**DATASET CONTENT**.

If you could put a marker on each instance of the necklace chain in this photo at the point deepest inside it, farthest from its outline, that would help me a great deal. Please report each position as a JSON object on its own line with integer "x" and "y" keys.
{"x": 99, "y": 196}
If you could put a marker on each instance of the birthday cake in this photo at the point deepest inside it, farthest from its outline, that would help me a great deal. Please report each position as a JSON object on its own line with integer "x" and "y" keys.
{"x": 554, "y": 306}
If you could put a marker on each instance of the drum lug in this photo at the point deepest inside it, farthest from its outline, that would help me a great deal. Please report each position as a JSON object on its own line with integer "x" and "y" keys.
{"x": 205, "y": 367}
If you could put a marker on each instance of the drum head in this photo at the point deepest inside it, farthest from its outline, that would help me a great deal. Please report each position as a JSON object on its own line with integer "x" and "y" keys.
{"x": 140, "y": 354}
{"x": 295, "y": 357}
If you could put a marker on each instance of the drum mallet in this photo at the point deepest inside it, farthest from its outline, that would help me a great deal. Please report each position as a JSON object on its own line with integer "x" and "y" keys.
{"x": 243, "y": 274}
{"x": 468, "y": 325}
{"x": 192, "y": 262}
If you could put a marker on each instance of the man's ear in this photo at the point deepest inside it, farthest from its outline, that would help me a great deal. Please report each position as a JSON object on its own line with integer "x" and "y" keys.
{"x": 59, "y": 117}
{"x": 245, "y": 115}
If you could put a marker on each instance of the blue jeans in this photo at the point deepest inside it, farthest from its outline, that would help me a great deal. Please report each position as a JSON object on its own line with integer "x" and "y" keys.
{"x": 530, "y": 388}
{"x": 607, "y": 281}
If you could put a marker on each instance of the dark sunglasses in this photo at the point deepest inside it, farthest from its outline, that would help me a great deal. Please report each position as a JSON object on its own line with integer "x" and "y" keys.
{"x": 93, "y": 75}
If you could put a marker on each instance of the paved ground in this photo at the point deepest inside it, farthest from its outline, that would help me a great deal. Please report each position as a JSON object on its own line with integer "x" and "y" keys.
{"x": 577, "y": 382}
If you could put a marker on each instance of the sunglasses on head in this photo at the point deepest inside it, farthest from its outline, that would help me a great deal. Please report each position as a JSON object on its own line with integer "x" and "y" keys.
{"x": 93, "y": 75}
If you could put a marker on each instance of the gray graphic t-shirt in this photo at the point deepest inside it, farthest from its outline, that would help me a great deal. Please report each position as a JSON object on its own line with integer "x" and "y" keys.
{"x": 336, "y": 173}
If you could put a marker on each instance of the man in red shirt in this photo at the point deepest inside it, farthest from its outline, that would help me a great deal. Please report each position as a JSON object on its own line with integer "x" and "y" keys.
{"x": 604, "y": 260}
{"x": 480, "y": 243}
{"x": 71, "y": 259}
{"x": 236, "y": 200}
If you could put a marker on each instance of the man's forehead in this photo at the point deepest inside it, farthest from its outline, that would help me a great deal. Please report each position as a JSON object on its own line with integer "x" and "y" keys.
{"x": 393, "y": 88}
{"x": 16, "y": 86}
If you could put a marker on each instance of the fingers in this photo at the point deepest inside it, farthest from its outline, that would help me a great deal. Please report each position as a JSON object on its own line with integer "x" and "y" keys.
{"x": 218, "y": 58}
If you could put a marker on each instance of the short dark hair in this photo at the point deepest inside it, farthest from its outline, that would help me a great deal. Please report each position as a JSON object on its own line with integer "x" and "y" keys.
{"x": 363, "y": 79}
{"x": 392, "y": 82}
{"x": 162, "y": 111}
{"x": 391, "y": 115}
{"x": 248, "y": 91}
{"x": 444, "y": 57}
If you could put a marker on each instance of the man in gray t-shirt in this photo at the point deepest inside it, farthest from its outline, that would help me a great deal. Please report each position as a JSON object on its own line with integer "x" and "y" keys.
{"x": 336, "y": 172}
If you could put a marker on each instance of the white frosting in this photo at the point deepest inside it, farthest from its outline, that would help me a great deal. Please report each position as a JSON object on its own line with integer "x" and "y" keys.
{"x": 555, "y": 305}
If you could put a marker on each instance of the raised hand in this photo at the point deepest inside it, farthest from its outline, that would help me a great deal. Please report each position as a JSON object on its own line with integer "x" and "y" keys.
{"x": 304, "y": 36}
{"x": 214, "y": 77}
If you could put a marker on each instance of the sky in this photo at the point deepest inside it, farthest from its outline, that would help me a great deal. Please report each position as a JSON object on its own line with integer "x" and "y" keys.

**TASK**.
Restate the records above word for word.

**EXERCISE OUTPUT**.
If you could put a marker on each instance of the necklace chain in this photo at the point deepest inside it, farthest from its outline, that would help me a great deal. Please report each position as a JSON object on its own line with integer "x" and "y" keys.
{"x": 99, "y": 196}
If you could put a marker on each instance of the birthday cake in this photo at the point deepest inside it, farthest from its outline, that would help me a great deal. Please report each position as a JSON object on its own line with integer "x" and "y" keys.
{"x": 554, "y": 306}
If you could put a marker on each instance of the drum lug in this photo at the point deepest inside it, farthest from its outline, that would help me a great deal. Please report each position as a JSON object on its own line with integer "x" and "y" keys.
{"x": 205, "y": 367}
If you could put a marker on each instance of the drum head in this photo at the point deepest inside it, farthest from its outline, that would help me a great deal. Please report each position as a JSON object on its own line with integer "x" and "y" keys.
{"x": 140, "y": 354}
{"x": 295, "y": 357}
If you could put a marker on each instance of the drum mallet in this photo at the point deepest inside it, farthest from its outline, that would help me a great deal. Please report each position as a JSON object on its own line with integer "x" and "y" keys.
{"x": 243, "y": 274}
{"x": 468, "y": 325}
{"x": 192, "y": 262}
If you could put a marker on each instance of the man's ear in this photo at the point deepest inside it, farthest from its outline, that would help me a great deal. Please report each position as a JSON object on its own line with integer "x" and "y" keys.
{"x": 59, "y": 117}
{"x": 245, "y": 115}
If you could put a marker on each instance of the blue jeans in this photo at the point deepest inside it, farthest from its outline, that would help me a great deal. Please report each position as a JSON object on its own line with integer "x" and "y" keys.
{"x": 530, "y": 388}
{"x": 607, "y": 281}
If you could put a marker on each instance of the dark sunglasses in this photo at the point deepest inside it, farthest from its outline, that would help me a great deal. Please report each position as a JSON object on its own line with integer "x" and "y" keys.
{"x": 93, "y": 75}
If you could put a marker on each instance of the paved ground in this photo at the point deepest inside it, farthest from its outline, that would help me a great deal. Please report each position as a JSON object on its own line with integer "x" and "y" keys.
{"x": 577, "y": 382}
If you could put a marker on each instance of the sunglasses on head in this photo at the point deepest inside it, farthest from its outline, that would help me a great deal. Please report each position as a JSON object on its own line with integer "x" and "y" keys.
{"x": 93, "y": 75}
If you could put a marker on each instance of the gray graphic t-shirt in this photo at the point deepest inside it, farthest from its outline, that would help me a great deal. Please report each position as a JSON object on its own line with integer "x" and "y" keys.
{"x": 336, "y": 173}
If you could put a marker on each instance of the man in red shirt in this photo at the point deepest inside it, farthest from its outline, that would help me a great deal. Please report each position as a JSON object on its own line with integer "x" and "y" keys.
{"x": 604, "y": 260}
{"x": 480, "y": 243}
{"x": 71, "y": 259}
{"x": 236, "y": 200}
If you could put a marker on each instance of the man's forehead in this photo at the point deepest inside it, farthest from its outline, that would help me a great deal. Please report each position as a JSON object on its own line with integer "x" and "y" keys.
{"x": 393, "y": 88}
{"x": 16, "y": 86}
If you could put a marker on each instance of the fingers in this photo at the point deepest inside it, farthest from its outline, that would help me a great deal. Please report each position as a JSON object on its own line with integer "x" and "y" keys.
{"x": 218, "y": 58}
If you could put a marker on each instance of the short dark hair in this photo at the point deepest inside it, farthest from its outline, that would help me a great deal. Please report each position as a JSON object on its own line with integer "x" and "y" keys.
{"x": 363, "y": 79}
{"x": 392, "y": 82}
{"x": 162, "y": 111}
{"x": 391, "y": 115}
{"x": 248, "y": 91}
{"x": 444, "y": 57}
If you could put a marker on each instance of the man in gray t-shirt in this photo at the point deepest inside it, farthest from its outline, that would help me a great deal. Please report each position as a JSON object on its own line with integer "x" and "y" keys.
{"x": 336, "y": 172}
If you could put a marker on each instance of the white frosting in this photo at the point deepest inside it, farthest from its outline, that would help me a great deal. Please report each position as a JSON object on its own line with integer "x" and "y" keys.
{"x": 555, "y": 305}
If you could put a marker on each instance of the raised hand in this photo at the point deepest inside it, farthest from its outline, that would help me a great deal. Please report each position as a JSON object on its own line with integer "x" and "y" keys.
{"x": 304, "y": 36}
{"x": 214, "y": 77}
If you could put a marker on each instance of the sky in this photo at the point deepest inside it, farthest from its outline, that would help me a great deal. Please report each position as a JSON object on its own line with integer "x" and "y" keys.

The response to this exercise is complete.